▸ Exercise brief:
Please rescale the entries from the start through the line containing "[399, 76, 416, 122]", both ends included, by rewriting every line and multiplying each bounding-box coordinate by 1.75, rounded to whole numbers with halves rounded up. Leave all other text unchanged.

[Data entries]
##########

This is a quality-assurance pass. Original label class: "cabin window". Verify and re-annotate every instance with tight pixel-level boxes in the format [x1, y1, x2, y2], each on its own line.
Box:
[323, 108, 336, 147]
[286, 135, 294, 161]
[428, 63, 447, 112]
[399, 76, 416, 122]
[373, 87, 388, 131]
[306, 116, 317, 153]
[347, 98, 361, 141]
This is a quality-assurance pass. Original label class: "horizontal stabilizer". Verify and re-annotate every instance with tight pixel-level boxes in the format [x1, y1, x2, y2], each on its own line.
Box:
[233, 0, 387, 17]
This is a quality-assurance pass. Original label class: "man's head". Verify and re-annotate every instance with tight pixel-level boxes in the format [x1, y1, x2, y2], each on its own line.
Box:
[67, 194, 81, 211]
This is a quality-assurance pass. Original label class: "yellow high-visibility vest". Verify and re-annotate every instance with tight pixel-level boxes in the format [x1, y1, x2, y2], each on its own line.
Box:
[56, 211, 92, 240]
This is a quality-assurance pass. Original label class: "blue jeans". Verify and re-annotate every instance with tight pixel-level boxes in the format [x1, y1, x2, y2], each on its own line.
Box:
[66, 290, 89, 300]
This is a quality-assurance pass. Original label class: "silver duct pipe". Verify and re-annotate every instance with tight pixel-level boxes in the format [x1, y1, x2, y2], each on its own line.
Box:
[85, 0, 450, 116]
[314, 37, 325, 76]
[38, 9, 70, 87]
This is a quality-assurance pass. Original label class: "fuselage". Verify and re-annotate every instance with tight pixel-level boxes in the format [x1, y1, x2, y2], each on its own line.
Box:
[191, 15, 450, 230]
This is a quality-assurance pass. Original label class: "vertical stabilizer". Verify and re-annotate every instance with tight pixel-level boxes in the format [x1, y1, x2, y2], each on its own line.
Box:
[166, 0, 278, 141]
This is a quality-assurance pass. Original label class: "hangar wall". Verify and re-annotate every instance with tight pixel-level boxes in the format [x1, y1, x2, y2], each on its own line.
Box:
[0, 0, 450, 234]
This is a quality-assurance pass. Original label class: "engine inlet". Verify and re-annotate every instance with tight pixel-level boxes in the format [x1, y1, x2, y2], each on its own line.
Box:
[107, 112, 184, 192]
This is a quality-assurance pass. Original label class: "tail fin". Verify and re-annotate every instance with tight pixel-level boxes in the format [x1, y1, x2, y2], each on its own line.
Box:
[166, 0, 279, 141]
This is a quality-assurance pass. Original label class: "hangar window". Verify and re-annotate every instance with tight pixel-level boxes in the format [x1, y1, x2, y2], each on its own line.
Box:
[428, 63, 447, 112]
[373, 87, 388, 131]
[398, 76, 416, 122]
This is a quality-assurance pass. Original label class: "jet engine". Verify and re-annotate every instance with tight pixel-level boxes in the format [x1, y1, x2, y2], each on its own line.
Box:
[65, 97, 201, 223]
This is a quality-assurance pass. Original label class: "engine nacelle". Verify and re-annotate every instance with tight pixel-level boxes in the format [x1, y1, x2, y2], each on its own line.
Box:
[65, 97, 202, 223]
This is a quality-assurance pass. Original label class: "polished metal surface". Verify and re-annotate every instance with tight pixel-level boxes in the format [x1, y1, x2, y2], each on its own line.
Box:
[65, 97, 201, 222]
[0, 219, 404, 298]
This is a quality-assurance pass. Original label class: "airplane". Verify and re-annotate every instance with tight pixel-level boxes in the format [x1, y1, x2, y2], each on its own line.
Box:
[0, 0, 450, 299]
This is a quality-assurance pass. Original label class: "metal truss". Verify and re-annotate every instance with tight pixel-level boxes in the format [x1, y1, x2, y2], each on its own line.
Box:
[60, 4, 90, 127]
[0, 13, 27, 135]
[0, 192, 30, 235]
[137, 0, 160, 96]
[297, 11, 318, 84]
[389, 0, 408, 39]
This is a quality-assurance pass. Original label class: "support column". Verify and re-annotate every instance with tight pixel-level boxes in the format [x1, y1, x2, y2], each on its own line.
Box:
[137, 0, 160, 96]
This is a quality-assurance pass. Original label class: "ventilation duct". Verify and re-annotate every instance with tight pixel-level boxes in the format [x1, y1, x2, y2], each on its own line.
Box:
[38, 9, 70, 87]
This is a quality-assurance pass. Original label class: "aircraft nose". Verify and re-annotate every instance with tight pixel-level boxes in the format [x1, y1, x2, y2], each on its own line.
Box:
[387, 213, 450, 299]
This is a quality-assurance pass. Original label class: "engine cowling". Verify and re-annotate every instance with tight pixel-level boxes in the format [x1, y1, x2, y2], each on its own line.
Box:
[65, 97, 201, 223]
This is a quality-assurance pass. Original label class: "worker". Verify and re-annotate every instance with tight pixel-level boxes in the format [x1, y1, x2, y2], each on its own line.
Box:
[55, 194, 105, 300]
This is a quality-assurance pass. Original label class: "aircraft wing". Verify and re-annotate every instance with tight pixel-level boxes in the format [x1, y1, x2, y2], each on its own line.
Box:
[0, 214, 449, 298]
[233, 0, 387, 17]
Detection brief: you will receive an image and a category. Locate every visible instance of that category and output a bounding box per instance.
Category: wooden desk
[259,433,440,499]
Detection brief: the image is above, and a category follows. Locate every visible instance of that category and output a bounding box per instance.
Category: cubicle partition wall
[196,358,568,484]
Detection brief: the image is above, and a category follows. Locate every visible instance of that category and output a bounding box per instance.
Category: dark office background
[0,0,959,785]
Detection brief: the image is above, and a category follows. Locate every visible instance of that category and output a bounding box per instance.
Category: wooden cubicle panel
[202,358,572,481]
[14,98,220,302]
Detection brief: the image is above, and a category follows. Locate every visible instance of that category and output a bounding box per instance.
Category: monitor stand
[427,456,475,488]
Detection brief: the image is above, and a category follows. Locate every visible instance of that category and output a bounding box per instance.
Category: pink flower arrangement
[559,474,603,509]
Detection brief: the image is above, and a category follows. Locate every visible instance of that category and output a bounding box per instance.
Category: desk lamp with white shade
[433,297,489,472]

##########

▸ Response to this task:
This is a quality-assurance pass. Original label class: "cabin window". Verify and re-annotate every instance with tight pixel-level boxes in the format [x1, y1, x2, y2], each on its own line.
Box:
[565, 189, 588, 257]
[501, 236, 515, 282]
[749, 110, 782, 196]
[698, 133, 728, 214]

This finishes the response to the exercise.